Data in this exercise:
-------

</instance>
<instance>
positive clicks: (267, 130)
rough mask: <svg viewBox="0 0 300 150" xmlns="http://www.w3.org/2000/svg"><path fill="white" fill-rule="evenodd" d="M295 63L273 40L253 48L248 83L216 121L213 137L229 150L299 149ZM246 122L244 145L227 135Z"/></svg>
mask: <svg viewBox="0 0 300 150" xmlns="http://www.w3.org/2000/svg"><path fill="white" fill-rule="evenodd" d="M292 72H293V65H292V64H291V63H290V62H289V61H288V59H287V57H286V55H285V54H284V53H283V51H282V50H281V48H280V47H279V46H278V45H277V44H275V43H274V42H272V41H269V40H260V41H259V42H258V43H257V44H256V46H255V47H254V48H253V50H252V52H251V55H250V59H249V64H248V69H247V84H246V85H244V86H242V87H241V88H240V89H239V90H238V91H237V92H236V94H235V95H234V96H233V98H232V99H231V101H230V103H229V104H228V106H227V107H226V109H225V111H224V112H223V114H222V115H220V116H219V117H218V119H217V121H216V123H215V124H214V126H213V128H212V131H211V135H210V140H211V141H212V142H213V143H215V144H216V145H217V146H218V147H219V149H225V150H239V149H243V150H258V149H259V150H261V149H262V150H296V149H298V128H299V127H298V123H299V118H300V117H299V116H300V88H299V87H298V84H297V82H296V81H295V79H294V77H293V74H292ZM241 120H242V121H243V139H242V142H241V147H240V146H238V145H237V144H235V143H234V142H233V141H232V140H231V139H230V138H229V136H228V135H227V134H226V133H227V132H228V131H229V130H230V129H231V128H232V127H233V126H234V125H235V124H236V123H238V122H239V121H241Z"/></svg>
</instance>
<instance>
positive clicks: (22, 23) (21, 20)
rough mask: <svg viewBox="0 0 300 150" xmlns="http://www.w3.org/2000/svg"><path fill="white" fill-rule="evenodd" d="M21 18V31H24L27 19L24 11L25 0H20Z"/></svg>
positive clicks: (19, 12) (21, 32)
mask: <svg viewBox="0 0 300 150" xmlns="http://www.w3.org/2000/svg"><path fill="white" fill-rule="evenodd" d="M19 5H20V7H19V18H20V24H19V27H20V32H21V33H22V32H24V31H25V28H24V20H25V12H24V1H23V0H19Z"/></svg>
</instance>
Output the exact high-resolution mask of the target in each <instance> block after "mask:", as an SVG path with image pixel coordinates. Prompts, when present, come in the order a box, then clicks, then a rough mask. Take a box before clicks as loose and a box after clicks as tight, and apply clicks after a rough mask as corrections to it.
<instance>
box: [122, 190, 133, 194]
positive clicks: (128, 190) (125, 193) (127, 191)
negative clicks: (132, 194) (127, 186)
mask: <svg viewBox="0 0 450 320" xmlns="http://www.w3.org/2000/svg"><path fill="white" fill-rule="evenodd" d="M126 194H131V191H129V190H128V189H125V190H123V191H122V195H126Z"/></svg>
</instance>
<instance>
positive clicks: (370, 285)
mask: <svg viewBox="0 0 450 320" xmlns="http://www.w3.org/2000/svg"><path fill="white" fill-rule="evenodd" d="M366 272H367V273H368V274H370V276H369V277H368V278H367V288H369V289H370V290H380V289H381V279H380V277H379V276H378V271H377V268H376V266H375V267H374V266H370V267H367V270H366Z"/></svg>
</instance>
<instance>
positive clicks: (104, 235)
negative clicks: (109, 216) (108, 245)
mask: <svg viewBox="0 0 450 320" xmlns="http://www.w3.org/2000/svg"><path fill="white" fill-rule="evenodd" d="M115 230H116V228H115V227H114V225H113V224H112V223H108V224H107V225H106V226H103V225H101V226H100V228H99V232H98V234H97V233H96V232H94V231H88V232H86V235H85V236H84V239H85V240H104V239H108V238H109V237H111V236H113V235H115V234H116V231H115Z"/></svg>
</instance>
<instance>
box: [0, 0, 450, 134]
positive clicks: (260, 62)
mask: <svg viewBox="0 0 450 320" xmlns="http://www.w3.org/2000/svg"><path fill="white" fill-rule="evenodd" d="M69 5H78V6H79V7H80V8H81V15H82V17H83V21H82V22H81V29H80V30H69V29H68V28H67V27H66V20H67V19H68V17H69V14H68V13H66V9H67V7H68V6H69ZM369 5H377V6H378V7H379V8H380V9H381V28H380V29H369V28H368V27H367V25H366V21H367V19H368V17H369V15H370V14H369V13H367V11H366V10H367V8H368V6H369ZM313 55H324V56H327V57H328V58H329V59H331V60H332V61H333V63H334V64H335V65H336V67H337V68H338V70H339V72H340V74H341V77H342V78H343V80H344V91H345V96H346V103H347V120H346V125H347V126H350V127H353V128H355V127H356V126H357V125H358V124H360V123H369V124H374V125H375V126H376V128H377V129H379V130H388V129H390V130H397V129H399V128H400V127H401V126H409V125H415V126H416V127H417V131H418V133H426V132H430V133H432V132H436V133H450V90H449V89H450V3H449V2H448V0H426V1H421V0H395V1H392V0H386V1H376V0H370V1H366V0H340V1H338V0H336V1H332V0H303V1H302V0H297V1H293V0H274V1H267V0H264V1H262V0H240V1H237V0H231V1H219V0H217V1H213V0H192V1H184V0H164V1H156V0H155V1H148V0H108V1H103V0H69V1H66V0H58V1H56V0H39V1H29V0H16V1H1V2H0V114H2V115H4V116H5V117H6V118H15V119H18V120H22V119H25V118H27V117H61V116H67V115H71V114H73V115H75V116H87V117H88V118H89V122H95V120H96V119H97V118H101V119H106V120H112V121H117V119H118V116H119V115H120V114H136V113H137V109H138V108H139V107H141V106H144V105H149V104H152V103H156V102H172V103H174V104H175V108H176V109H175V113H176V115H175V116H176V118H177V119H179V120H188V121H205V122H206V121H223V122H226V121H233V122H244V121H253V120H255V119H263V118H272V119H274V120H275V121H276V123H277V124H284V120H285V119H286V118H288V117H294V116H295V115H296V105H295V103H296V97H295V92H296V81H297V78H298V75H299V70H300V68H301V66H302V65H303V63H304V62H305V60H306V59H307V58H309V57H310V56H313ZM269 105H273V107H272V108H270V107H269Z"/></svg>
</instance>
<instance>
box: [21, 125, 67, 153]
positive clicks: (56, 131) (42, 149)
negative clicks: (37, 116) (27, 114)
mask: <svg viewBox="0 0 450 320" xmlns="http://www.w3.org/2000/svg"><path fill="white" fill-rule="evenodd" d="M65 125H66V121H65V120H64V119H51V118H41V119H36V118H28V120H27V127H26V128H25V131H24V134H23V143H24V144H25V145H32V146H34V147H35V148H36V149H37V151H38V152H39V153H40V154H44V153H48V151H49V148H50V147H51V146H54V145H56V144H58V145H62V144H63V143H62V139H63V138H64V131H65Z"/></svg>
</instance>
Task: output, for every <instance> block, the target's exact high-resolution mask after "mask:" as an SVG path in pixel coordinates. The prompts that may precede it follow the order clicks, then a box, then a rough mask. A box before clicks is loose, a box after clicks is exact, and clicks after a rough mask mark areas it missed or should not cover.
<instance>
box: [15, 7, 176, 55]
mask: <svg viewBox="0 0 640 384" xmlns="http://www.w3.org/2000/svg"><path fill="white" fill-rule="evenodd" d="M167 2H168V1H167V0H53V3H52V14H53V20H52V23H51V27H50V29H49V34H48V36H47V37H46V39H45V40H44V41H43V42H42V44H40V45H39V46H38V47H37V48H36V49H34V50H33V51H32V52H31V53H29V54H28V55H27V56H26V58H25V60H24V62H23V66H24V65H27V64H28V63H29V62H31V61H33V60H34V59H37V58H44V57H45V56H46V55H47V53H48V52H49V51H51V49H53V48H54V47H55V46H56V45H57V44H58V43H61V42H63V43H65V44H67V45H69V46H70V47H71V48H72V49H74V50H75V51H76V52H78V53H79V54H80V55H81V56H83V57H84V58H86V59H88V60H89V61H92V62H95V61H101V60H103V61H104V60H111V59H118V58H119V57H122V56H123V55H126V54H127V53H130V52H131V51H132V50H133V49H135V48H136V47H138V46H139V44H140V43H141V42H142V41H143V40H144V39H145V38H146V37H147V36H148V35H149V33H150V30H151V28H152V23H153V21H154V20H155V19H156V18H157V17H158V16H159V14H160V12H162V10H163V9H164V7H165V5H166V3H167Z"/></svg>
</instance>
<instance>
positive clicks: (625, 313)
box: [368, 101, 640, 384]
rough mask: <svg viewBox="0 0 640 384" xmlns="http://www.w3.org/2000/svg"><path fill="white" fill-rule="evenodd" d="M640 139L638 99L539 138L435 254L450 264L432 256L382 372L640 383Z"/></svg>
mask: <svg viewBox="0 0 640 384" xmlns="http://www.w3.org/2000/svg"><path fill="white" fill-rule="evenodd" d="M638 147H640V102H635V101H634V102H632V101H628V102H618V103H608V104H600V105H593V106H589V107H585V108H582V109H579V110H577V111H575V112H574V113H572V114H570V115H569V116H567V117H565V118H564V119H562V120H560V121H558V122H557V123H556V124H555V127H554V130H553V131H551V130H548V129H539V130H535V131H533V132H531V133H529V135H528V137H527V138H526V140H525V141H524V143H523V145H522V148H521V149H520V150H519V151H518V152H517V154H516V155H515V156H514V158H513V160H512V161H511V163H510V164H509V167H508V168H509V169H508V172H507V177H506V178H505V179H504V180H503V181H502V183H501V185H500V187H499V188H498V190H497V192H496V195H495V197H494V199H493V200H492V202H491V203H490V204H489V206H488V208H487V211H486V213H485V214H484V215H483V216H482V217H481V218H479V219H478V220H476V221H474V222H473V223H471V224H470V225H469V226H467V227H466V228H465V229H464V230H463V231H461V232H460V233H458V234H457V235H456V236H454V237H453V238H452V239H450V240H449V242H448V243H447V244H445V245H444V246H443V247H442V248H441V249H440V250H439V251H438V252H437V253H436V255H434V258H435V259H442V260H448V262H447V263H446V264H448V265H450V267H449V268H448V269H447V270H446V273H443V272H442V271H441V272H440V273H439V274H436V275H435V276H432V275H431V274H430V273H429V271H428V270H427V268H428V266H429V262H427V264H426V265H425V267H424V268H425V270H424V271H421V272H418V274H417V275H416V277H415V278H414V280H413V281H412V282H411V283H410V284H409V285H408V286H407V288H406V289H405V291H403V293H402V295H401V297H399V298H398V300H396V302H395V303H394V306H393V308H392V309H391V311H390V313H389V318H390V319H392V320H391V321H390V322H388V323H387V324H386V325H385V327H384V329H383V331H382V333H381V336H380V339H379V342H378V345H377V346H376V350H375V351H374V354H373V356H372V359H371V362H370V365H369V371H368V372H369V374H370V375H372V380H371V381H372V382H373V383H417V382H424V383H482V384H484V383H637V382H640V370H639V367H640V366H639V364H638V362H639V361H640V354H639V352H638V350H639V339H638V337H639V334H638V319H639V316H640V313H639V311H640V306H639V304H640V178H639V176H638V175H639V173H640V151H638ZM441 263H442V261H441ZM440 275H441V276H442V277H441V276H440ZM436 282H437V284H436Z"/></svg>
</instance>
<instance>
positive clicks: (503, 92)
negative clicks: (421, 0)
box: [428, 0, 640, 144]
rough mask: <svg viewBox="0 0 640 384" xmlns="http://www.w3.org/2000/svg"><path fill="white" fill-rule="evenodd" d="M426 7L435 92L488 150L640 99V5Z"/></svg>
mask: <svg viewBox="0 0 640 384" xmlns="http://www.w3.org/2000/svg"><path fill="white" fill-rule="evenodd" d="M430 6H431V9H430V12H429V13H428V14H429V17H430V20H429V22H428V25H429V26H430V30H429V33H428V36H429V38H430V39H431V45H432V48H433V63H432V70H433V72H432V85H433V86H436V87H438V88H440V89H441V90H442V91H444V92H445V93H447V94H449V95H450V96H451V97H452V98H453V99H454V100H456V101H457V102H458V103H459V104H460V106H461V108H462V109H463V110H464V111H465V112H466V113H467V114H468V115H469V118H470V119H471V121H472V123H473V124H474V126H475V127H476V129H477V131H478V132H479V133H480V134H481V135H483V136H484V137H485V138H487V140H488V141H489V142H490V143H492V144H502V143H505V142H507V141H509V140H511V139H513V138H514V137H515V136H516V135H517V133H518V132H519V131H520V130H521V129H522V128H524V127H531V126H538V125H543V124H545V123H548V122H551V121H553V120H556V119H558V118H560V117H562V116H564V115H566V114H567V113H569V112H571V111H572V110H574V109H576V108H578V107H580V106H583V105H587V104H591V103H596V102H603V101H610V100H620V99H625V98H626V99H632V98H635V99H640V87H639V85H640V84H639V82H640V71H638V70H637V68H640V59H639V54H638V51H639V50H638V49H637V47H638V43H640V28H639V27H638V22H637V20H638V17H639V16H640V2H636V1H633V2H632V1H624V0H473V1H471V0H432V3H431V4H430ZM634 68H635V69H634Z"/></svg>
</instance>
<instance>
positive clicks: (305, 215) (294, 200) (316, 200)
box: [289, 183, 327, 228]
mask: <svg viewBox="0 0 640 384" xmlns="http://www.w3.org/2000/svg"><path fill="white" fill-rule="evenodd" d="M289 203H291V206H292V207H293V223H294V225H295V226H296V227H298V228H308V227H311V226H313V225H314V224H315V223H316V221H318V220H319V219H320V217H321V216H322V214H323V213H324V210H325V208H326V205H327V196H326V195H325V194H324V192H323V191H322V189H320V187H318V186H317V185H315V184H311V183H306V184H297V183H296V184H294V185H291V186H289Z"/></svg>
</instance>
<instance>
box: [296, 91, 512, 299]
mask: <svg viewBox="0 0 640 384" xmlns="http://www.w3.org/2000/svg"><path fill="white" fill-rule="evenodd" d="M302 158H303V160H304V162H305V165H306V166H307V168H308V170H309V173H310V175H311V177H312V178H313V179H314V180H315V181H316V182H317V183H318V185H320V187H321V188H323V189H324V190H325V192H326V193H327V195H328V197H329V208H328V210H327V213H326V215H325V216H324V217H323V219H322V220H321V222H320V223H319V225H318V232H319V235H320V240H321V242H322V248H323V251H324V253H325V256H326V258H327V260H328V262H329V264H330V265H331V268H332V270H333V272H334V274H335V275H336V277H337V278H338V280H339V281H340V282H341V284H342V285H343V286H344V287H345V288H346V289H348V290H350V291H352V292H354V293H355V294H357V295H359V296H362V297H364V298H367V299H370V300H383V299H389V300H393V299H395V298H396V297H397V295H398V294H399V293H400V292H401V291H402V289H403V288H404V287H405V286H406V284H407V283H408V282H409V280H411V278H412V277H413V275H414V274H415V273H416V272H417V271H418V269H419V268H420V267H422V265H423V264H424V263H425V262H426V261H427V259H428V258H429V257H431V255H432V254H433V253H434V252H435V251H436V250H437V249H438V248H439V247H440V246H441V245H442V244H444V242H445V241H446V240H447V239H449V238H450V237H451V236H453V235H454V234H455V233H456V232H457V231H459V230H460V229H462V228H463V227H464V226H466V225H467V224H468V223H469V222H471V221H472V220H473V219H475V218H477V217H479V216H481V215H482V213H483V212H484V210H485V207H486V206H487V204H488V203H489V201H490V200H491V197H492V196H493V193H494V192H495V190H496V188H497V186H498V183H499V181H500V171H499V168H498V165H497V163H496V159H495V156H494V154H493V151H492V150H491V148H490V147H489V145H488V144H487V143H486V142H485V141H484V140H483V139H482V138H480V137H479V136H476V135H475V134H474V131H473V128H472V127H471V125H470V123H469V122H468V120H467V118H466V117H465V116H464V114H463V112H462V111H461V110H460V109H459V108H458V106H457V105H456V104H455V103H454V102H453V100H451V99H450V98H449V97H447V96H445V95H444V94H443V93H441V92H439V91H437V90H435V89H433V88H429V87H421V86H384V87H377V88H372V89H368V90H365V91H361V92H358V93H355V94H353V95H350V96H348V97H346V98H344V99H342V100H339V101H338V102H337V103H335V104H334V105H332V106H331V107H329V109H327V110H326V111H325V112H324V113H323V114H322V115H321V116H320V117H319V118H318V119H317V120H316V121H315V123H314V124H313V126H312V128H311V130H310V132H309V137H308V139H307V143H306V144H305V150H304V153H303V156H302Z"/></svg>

-------

Task: Reproduce the data word for word from the start up to and including the line containing "63L273 40L253 48L248".

Response below:
</instance>
<instance>
positive clicks: (267, 130)
rough mask: <svg viewBox="0 0 300 150" xmlns="http://www.w3.org/2000/svg"><path fill="white" fill-rule="evenodd" d="M295 63L273 40L253 48L248 83L216 121L213 137L229 150L299 149ZM246 122L244 145L227 135Z"/></svg>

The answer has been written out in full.